*Votre objectif:* Restituez intégralement et sans aucune modification le texte ci-dessous sur les cannabinoïdes comestibles.

*Bloc de texte:*
★ ★ ★ ★

Chaque voie d’administration ayant par ailleurs ses propres conséquences, les formes comestibles vont permettre d’ingérer une quantité importante de cannabinoïdes et faire effet pendant plusieurs heures. Des produits très concentrés en cannabinoïdes semi-synthétiques ont des effets très puissants, même chez des consommateurs de cannabis aguerris.
Deux acheteurs nous ont fait part de leur trip report pour en témoigner.
« J’expérimente la déréalisation »
Contexte : sobre d’alcool depuis 140 jours, sobre d’autres substances depuis un an et demi, aucune envie de proder des cathinones ou psychédéliques, et une simple envie d’être un peu défoncée au CBD (puisque très réceptive).
Je rejoins ma meilleure pote qui me propose cette pâte de fruit, de ma couleur préférée (bleu pétard) et de mon goût préféré (framboise).
Il en reste un peu plus d’un quart chacune, on se pose et on profite de l’appart pendant 1h30. Pile le temps qu’il faut pour que le corps réagisse à la molécule ingérée.
On décide de sortir boire un coup, on ouvre la porte de l’immeuble et on commence à percher, dehors en plein jour.
Fou rire sur le trottoir en réalisant qu’on est deux farfadets qui allons dans un monde où on n’est pas censé être dans cet état.
Défonce marrante, on se fait alpaguer pour un micro-trottoir en plein milieu du Vieux–Port (Dieu merci on a fui cette propal).

★ ★ ★ ★

*Entrées fournies:*
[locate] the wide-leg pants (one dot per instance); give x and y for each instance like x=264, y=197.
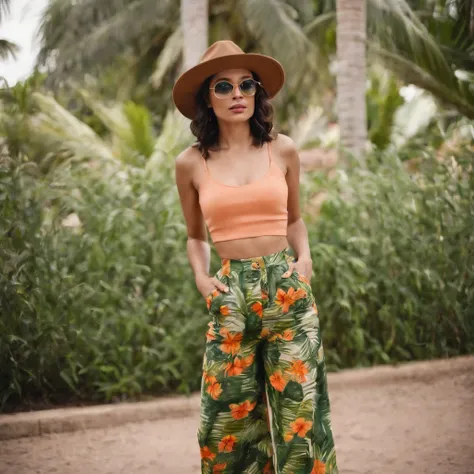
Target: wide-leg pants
x=264, y=397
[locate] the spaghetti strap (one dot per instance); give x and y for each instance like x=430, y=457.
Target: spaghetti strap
x=204, y=163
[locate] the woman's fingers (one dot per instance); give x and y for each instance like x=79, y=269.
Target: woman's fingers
x=220, y=286
x=289, y=271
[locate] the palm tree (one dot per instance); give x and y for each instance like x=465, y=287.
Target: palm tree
x=351, y=74
x=7, y=49
x=194, y=27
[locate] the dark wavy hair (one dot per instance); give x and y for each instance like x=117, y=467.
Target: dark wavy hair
x=206, y=128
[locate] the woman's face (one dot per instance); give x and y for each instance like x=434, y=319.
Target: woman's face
x=235, y=107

★ ★ ★ ★

*Réponse complète:*
Chaque voie d’administration ayant par ailleurs ses propres conséquences, les formes comestibles vont permettre d’ingérer une quantité importante de cannabinoïdes et faire effet pendant plusieurs heures. Des produits très concentrés en cannabinoïdes semi-synthétiques ont des effets très puissants, même chez des consommateurs de cannabis aguerris.
Deux acheteurs nous ont fait part de leur trip report pour en témoigner.
« J’expérimente la déréalisation »
Contexte : sobre d’alcool depuis 140 jours, sobre d’autres substances depuis un an et demi, aucune envie de proder des cathinones ou psychédéliques, et une simple envie d’être un peu défoncée au CBD (puisque très réceptive).
Je rejoins ma meilleure pote qui me propose cette pâte de fruit, de ma couleur préférée (bleu pétard) et de mon goût préféré (framboise).
Il en reste un peu plus d’un quart chacune, on se pose et on profite de l’appart pendant 1h30. Pile le temps qu’il faut pour que le corps réagisse à la molécule ingérée.
On décide de sortir boire un coup, on ouvre la porte de l’immeuble et on commence à percher, dehors en plein jour.
Fou rire sur le trottoir en réalisant qu’on est deux farfadets qui allons dans un monde où on n’est pas censé être dans cet état.
Défonce marrante, on se fait alpaguer pour un micro-trottoir en plein milieu du Vieux–Port (Dieu merci on a fui cette propal).